## YOUR GOAL
Put everything from the line with "Which region of the photo contains the refrigerator" down to the line with "(360, 0), (451, 61)" into a two-column CSV with the headers input and output. Give one row for each thing asked: its wording goes under input and all that follows it in reply goes under output, with every field quoted and line breaks turned into spaces.

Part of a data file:
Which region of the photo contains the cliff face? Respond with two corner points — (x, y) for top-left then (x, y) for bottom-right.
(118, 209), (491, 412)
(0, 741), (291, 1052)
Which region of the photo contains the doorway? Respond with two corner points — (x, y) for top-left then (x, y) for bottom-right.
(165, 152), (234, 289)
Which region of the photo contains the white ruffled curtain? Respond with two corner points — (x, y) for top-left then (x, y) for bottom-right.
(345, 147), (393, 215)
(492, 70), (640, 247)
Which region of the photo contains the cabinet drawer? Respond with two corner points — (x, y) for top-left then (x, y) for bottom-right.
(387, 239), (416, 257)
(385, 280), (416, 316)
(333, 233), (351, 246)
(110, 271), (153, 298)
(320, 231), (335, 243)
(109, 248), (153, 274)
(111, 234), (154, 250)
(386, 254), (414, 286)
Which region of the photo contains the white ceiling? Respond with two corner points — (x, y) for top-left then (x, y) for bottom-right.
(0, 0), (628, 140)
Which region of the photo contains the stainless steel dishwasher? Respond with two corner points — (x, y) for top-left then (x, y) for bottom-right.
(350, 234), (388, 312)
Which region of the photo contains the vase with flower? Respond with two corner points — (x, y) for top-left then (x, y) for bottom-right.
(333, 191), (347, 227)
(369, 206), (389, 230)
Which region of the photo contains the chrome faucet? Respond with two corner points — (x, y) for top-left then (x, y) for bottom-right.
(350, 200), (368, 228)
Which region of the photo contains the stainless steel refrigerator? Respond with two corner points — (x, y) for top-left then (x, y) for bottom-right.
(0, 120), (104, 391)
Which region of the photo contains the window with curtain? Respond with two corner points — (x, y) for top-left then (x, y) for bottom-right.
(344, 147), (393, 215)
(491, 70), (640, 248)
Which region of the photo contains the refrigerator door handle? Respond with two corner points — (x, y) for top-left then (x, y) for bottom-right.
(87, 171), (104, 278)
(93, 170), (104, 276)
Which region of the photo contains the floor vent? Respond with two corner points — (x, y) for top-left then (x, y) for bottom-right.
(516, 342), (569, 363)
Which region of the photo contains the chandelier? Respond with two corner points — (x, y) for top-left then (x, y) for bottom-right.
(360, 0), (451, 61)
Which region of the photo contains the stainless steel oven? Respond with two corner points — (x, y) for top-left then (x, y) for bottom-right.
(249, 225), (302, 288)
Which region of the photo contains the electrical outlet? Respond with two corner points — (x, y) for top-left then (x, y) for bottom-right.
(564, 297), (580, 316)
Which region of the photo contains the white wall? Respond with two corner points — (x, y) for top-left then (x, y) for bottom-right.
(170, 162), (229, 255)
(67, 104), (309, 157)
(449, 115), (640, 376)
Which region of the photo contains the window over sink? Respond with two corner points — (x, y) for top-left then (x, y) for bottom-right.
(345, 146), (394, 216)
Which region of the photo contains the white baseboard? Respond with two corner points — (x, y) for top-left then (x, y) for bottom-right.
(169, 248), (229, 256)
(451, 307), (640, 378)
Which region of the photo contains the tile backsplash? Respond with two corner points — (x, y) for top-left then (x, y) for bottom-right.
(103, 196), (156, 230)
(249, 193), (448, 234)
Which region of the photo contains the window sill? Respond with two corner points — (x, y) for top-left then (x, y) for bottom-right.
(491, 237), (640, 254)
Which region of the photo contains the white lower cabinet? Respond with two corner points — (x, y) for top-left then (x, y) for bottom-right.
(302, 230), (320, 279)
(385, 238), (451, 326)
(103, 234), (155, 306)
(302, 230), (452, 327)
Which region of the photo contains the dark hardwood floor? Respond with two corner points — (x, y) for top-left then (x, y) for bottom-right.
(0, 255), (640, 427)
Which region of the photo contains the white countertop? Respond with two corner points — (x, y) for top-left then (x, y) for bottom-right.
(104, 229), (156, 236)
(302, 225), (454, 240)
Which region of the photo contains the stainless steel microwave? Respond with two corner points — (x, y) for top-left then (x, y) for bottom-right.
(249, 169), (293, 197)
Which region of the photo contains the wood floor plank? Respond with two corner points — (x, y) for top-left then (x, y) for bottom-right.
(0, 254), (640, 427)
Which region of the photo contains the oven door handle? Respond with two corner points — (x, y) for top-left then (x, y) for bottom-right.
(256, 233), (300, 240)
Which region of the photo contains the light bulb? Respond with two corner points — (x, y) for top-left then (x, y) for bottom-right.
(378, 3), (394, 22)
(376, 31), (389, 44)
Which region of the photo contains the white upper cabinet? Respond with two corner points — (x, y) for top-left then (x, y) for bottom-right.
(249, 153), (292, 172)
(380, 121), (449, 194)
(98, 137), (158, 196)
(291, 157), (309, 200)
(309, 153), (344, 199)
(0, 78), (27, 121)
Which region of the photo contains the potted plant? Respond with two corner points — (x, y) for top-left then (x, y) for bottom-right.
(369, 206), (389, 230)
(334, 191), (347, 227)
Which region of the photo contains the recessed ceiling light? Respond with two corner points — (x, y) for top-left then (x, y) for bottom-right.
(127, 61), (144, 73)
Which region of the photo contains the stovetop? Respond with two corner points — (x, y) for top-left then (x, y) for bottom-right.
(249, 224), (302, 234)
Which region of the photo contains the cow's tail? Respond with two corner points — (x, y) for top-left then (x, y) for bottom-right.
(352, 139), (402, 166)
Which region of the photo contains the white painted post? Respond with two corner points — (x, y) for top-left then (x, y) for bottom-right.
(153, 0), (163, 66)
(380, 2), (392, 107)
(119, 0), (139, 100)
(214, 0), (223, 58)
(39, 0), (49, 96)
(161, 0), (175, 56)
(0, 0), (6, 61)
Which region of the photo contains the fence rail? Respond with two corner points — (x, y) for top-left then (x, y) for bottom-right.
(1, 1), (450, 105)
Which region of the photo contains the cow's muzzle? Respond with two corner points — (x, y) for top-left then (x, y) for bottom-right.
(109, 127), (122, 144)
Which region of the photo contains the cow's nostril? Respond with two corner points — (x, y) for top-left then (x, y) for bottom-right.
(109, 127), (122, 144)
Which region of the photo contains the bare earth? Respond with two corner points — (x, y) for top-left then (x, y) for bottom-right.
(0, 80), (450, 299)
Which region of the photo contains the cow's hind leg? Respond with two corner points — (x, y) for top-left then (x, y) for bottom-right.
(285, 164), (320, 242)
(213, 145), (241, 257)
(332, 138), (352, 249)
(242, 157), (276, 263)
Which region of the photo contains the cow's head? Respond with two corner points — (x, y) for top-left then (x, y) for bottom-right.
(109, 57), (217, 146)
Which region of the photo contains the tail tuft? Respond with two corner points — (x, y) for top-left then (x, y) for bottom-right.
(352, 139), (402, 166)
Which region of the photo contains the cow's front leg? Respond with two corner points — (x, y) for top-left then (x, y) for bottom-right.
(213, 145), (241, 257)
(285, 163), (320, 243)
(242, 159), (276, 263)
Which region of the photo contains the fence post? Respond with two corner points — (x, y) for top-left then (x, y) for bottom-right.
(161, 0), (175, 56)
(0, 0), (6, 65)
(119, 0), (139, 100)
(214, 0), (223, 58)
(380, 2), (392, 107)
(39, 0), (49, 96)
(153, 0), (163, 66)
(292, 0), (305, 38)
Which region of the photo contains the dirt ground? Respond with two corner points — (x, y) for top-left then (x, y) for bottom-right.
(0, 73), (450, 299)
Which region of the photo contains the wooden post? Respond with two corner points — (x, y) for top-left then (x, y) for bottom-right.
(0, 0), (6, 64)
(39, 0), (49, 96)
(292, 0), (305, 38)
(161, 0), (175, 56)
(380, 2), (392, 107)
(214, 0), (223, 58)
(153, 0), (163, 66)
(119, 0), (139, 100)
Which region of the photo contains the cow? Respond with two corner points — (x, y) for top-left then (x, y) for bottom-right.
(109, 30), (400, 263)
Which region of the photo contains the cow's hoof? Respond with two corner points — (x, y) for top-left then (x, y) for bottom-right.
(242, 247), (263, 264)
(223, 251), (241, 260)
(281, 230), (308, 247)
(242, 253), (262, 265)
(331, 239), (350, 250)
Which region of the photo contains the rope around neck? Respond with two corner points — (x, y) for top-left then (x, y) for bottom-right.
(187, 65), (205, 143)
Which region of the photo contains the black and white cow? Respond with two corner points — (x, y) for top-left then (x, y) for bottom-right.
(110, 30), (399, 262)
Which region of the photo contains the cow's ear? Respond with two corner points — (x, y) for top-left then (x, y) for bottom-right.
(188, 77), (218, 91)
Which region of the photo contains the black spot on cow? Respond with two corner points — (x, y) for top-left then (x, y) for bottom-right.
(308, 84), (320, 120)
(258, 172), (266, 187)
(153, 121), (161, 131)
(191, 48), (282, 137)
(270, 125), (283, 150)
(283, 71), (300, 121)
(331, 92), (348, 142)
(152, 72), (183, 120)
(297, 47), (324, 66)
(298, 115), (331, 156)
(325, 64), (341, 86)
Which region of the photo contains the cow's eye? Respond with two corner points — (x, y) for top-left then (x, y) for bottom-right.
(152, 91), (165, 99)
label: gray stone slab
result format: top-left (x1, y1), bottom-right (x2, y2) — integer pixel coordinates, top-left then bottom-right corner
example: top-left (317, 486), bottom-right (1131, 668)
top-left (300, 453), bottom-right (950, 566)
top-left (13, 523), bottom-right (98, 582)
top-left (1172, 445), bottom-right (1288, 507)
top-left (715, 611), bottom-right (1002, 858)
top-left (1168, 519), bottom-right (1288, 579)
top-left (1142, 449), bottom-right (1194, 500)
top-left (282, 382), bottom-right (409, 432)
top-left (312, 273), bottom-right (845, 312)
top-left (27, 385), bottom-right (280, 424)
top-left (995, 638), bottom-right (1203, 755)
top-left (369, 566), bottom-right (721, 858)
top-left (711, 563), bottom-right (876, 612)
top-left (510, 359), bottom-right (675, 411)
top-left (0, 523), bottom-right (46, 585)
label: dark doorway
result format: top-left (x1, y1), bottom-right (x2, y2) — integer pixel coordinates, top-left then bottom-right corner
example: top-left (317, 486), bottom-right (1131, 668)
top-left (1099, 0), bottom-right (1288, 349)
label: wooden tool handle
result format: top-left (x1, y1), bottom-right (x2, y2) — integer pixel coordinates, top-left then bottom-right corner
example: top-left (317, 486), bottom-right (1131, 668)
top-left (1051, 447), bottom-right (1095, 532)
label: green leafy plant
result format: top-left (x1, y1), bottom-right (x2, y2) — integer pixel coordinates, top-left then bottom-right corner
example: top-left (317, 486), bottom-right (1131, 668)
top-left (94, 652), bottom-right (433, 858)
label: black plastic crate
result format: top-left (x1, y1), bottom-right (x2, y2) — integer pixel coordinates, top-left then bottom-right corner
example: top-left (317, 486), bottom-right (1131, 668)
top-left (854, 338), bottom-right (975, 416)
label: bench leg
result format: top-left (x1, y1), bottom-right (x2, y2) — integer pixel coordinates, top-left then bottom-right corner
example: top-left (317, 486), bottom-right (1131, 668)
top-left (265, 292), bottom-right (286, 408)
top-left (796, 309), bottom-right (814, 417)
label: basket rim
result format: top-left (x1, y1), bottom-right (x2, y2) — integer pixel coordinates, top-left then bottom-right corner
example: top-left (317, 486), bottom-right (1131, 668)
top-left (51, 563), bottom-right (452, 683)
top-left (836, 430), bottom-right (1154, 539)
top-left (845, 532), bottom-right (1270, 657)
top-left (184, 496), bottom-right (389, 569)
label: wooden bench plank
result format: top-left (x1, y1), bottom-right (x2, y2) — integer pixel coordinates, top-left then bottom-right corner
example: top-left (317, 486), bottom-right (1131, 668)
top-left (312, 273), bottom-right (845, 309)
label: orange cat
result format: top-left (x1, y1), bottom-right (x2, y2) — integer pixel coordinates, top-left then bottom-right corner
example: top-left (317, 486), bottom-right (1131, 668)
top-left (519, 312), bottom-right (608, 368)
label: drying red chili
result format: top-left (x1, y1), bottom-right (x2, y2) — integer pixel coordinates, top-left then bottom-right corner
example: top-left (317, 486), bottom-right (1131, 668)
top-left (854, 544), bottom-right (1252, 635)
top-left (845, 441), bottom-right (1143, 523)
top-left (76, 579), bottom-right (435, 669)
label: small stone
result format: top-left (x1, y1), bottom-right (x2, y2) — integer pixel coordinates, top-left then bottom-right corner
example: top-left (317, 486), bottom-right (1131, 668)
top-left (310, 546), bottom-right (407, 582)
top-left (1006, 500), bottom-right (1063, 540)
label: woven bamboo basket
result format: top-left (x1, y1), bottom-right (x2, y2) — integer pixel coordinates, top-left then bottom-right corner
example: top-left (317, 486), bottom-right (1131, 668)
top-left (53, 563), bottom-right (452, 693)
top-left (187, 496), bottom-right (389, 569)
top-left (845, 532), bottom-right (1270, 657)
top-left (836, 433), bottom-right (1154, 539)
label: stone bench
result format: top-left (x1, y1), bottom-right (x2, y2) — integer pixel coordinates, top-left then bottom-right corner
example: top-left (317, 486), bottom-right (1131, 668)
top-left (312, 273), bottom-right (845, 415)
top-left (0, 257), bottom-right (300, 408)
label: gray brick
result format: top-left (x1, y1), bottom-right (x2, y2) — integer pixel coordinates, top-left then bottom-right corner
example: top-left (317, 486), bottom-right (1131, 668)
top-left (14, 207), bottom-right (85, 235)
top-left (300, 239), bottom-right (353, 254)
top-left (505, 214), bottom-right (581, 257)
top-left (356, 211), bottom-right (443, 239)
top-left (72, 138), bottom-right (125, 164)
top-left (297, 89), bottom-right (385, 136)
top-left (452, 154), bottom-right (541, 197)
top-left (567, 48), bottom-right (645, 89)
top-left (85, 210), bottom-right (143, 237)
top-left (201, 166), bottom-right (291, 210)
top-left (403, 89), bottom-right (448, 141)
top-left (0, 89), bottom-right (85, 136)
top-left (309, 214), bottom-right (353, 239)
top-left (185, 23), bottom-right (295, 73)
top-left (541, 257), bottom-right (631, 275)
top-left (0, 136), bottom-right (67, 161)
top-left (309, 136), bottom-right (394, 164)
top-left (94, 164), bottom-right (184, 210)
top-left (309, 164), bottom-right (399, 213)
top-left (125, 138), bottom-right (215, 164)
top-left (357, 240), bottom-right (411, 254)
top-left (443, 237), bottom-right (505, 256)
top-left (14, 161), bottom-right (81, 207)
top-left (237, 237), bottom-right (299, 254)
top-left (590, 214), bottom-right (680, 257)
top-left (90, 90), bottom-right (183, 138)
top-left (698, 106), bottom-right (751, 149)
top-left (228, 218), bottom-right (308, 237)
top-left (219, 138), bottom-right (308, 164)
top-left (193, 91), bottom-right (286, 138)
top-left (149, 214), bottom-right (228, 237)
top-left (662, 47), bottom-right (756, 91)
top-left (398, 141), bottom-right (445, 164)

## WRITTEN ANSWER
input,output
"Which region of the photo contains the refrigerator door handle? Respond with two corner points — (x, y) for top-left then (x, y) for bottom-right.","(87, 171), (104, 278) (93, 170), (104, 276)"
"Which region of the photo contains the floor vent? Respond with two corner points — (x, y) for top-left then (x, y) for bottom-right.","(516, 342), (569, 363)"
"Which region of the photo contains the chandelier? Respond with two corner points — (x, y) for top-left then (x, y) for bottom-right.","(360, 0), (451, 61)"